"""
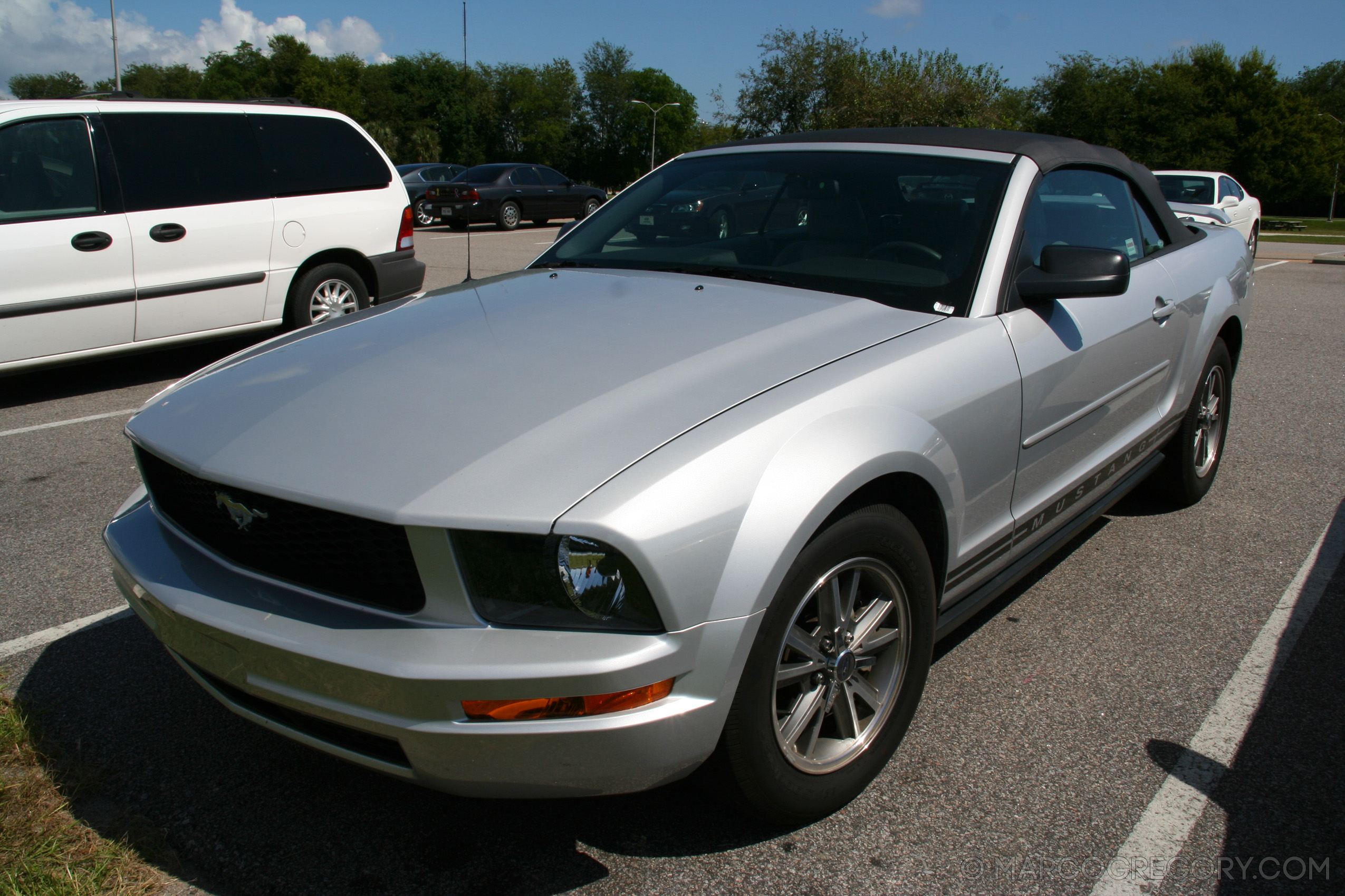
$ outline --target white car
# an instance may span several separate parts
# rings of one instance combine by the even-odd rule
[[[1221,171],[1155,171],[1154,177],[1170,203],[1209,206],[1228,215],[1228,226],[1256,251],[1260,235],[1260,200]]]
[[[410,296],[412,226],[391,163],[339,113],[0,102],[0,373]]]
"""
"""
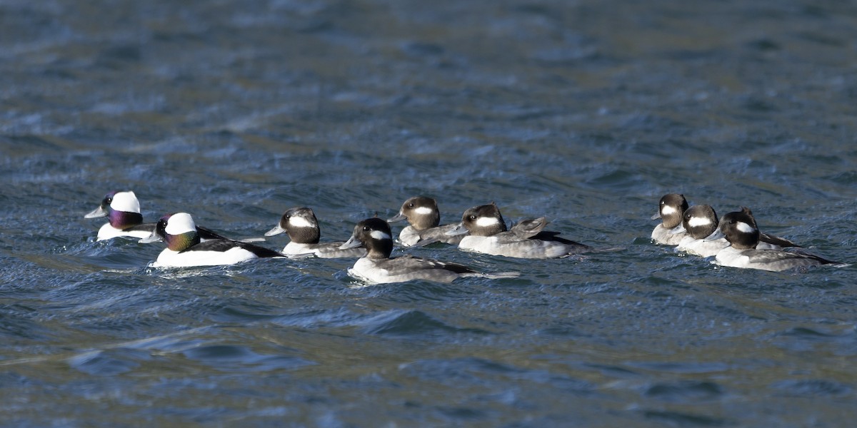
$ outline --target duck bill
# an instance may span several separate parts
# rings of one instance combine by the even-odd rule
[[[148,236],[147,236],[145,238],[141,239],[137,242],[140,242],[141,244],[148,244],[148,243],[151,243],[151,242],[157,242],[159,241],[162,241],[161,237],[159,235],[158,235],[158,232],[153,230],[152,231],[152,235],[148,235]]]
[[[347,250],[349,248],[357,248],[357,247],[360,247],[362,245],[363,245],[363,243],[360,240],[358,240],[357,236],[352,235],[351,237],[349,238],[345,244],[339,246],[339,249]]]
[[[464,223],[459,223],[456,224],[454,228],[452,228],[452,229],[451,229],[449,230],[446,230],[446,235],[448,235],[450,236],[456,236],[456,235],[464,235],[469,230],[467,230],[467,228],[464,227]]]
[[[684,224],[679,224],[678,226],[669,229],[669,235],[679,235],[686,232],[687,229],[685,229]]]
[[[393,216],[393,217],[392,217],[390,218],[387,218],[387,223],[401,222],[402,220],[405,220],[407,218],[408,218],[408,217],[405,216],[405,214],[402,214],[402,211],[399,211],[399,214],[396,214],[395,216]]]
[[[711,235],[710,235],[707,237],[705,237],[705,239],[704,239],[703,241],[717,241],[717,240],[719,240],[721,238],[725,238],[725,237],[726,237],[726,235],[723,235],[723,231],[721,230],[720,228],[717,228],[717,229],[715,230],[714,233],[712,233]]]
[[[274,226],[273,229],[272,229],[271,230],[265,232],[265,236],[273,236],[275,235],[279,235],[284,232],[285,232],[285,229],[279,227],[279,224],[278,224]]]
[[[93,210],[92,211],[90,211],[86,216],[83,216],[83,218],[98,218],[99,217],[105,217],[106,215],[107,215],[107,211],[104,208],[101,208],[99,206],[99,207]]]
"""
"""
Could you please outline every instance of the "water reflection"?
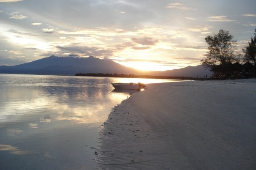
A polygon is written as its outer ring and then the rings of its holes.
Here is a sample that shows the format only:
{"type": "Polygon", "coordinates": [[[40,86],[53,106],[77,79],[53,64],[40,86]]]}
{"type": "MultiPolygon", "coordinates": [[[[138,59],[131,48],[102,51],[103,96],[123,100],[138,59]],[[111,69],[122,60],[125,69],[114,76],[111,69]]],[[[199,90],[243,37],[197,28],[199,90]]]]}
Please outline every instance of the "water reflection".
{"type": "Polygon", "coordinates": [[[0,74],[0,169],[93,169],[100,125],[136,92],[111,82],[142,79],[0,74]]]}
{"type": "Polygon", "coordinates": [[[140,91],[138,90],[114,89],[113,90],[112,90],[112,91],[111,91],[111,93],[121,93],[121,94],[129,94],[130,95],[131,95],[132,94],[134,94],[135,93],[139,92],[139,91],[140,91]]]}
"""
Aim: Pull out each line of the entries above that contains the word "every", and copy those lines unchanged.

Task response:
Could you please outline every instance of the "water reflection"?
Please outline every instance of the "water reflection".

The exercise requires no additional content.